The whole reason the IO monad is unobservable is that otherwise it would need to remember the world state.

I Agree

One of the fundamental properties of a monad is that you can put things in, but never get them out.

Something you can get stuff out from, but never put them in is a Co-monad.

So if you combine a monad and a Co-monad, so you have something you can put things in and get them out, what do you get? Well if the Co-monad is the dual of the monad I can only think of two sensible answers, "nothing at all", or the identity.

Nonsensical beasts

Yeah well. We don't know whether duality actually exists in category theory, it is simply assumed, neither has anyone ever given any formal underpinning for category theory so to me that's just another load of ****.

But feel free to disagree. I'll just wait until a) someone proofs me wrong, or b) someone comes along and shows that duality is an ill-conceived subject. Not that that will matter either way, I guess.

Monad properties

If all you know is that you have a monad, then you can't get anything out of it.

But if you know instead that you have a list or maybe or identity type, all of which are monads, then you can make various observations on these things. Operational monads and free monads are generally observable.

IO is a specific type. Like a list or maybe. There is no fundamental reason it cannot both be a monad and be observable. The choice between opaque and observable is thus not fundamental. If IO were implemented as an operational monad, it would still run. It would just run one or two orders of magnitude slower.

Not buying

I find the stuff they put into kids heads these days annoying. No, you mathematically cannot have objects which lack either constructors or deconstructors. It simply violates basic mathematical assumptions such as Leibniz equality.

Unless you got taught by a category theorist. And he was either a) unaware of that, b) sloppy, or c) just another fool.

Feel free to buy into that theory but I don't.


I'm not selling "objects which lack either constructors or deconstructors".

I feel like you just attacked a straw man, but I can't even find a resemblance to my assertions.

▬▬▬▬▬▬

- **WORK REQUIRED**
The IO monad discussion above has a sentence that begins "But if you know instead". List the types that this sentence says are all monads.

- **EXCERPTED DATA**

▬▬▬▬▬▬

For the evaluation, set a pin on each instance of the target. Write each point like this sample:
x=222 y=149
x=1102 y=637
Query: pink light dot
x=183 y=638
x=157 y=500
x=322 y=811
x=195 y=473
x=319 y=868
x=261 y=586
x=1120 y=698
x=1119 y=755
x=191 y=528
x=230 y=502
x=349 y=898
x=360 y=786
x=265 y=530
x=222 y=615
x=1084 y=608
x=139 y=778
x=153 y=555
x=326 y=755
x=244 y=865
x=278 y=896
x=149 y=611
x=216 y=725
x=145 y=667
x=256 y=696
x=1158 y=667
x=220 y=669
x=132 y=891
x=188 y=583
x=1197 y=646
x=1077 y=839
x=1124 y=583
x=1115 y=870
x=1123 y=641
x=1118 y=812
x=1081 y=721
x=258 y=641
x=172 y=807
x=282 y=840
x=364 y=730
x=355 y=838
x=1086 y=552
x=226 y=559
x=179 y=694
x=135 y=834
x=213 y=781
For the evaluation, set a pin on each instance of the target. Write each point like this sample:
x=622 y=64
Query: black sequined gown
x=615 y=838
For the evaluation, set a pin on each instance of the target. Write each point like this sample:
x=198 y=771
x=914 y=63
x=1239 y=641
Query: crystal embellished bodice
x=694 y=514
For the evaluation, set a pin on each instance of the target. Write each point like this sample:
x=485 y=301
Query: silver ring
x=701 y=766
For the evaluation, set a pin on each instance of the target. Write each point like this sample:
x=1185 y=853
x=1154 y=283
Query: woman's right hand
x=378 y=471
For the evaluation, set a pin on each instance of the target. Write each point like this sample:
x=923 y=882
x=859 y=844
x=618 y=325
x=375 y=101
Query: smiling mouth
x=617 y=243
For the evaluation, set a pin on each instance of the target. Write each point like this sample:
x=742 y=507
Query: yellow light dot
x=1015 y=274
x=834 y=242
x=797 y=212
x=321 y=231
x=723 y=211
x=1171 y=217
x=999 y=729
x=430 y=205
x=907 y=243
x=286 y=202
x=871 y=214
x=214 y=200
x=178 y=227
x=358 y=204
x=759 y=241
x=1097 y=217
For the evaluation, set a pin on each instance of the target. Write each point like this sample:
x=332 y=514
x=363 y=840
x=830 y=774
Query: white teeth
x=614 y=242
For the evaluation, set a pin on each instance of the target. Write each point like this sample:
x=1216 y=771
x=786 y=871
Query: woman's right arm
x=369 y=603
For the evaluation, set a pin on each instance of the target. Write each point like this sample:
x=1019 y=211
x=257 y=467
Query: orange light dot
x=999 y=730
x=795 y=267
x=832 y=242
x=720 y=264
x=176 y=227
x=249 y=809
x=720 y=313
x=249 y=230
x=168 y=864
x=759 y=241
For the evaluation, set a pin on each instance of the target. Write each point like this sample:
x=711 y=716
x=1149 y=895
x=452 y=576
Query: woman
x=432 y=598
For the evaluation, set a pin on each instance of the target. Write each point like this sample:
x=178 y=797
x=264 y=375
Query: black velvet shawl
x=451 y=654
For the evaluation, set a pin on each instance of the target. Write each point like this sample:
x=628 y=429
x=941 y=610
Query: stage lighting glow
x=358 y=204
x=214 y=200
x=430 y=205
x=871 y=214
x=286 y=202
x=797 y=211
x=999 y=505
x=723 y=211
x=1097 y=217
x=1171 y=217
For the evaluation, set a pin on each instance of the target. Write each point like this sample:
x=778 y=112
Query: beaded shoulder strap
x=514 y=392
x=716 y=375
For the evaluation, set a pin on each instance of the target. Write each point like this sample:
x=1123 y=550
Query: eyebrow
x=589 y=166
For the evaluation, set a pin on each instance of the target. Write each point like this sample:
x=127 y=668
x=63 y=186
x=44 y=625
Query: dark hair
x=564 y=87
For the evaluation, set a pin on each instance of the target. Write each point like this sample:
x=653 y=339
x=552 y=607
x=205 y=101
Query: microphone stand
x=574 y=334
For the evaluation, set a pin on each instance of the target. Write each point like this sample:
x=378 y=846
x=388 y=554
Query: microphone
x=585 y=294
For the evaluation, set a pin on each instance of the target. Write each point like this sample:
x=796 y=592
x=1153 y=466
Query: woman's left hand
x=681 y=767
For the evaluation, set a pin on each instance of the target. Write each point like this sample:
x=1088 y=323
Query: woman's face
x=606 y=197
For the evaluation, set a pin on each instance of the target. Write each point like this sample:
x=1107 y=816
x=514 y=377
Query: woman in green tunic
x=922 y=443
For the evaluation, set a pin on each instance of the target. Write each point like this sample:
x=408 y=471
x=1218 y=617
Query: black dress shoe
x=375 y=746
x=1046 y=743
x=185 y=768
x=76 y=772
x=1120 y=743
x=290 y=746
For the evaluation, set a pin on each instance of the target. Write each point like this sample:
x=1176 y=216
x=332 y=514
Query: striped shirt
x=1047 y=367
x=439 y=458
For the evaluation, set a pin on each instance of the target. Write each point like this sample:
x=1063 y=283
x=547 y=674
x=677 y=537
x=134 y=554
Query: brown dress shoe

▬▬▬▬▬▬

- **COMPLETE ANSWER**
- list
- maybe
- identity type